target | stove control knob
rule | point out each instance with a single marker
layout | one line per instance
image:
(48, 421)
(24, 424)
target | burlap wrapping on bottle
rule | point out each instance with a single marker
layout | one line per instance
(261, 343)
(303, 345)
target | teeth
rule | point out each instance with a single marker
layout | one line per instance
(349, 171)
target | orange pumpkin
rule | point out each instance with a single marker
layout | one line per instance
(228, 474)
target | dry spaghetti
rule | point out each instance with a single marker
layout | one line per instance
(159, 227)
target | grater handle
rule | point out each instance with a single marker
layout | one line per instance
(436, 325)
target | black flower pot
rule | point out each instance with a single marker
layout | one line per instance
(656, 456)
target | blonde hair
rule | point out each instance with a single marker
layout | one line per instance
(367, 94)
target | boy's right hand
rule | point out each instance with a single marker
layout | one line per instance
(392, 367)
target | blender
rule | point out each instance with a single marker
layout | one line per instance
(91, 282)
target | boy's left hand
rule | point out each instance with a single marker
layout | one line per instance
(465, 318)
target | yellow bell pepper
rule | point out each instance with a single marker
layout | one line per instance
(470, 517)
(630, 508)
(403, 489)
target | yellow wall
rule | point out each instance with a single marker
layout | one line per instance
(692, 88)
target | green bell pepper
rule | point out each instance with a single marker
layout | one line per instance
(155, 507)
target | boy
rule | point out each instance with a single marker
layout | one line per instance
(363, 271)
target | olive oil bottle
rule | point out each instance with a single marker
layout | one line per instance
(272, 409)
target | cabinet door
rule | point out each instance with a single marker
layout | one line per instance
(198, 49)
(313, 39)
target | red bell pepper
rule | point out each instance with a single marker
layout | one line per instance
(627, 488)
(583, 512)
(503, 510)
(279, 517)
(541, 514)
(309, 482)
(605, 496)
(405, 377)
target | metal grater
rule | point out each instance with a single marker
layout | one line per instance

:: Work item ::
Copy out the entries above exactly as given, starting at the top and ending with the line containing "target | black flower pot"; include both and nothing more.

:: Exercise response ::
target | stove control knob
rule | point out each instance with a single marker
layout | one line per instance
image:
(48, 421)
(24, 424)
target | burlap wrapping on bottle
rule | point out each instance with a single marker
layout | one line per instance
(261, 343)
(303, 345)
target | teeth
rule | point out each instance with a single marker
layout | one line per instance
(349, 171)
target | orange pumpkin
rule | point out each instance with a single marker
layout | one line per instance
(228, 474)
target | dry spaghetti
rule | point out each instance with a single marker
layout | one line per instance
(159, 227)
target | grater handle
rule | point out each instance with a single marker
layout | one line per instance
(436, 325)
target | black flower pot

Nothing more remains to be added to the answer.